TASK PROMPT: Exactly reproduce the lines from the one holding "[locate] smartphone screen (one dot each)" through the final line of the listing below, with both ends included and nothing else.

(begin)

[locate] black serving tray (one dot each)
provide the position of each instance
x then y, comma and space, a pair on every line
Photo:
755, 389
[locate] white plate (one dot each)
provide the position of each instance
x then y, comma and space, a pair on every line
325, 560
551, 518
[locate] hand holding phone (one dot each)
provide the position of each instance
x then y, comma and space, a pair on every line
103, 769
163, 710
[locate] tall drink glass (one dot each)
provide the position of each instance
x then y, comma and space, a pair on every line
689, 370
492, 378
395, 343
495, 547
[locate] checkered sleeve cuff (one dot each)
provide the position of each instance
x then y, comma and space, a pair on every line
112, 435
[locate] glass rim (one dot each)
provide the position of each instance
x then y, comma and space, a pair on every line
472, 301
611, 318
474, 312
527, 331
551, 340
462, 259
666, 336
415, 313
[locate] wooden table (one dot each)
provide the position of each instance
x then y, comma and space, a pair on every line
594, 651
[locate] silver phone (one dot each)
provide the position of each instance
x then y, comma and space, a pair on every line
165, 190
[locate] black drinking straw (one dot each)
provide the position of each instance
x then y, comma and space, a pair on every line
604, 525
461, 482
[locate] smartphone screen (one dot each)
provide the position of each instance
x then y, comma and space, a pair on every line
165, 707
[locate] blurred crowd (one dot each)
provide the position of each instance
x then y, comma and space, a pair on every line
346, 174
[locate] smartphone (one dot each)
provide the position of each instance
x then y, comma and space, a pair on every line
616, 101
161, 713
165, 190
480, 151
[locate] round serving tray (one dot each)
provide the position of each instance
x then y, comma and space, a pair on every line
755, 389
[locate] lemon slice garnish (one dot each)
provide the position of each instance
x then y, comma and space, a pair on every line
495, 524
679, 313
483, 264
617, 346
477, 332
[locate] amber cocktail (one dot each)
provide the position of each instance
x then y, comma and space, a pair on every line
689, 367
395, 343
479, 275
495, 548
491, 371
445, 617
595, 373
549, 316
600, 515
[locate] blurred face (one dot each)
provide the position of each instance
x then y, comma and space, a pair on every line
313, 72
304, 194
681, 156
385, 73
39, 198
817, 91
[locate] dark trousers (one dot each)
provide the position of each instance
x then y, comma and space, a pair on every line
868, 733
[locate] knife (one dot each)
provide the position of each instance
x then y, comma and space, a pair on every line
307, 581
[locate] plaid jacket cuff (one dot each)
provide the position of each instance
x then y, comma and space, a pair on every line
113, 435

(end)

TASK SOLUTION:
[locate] smartphone screen (one dot each)
provide the position of each instance
x then y, comma and space, a pair on every line
165, 707
[locate] blurred crowd (one dot each)
provide the position of each instance
x then y, comma and space, a pair on every line
346, 174
[locate] smartphone (one dot each)
provide the position of each instance
x then y, comma and space, a pair on every line
616, 101
161, 713
165, 190
480, 151
[locate] round serving tray (one dot each)
provide the position of each instance
x then y, comma and space, a pair on every line
755, 389
[locate] lemon slice garnish (one dot each)
provide the position of each instance
x then y, comma and space, a pair on every line
495, 524
679, 313
483, 264
617, 346
477, 332
[locate] amber cocktail (one dot each)
provide the position of each instance
x then y, comma and space, a pair on every line
689, 367
395, 343
479, 275
495, 548
491, 371
445, 617
595, 373
549, 316
600, 515
[locate] blurred face (one dot each)
provide the position of each instance
x then y, comma and space, a pair on every line
313, 72
304, 194
681, 156
385, 73
39, 198
817, 91
[locate] dark trousers (one dot each)
provide the position of each instance
x then y, comma and space, a pair on every line
868, 733
[locate] knife (one dot each)
provide the position of each instance
x then y, comma and space, a pair on every line
307, 581
[locate] plaid jacket cuff (one dot each)
provide the position of each instance
x then y, comma and space, a pair on every line
113, 435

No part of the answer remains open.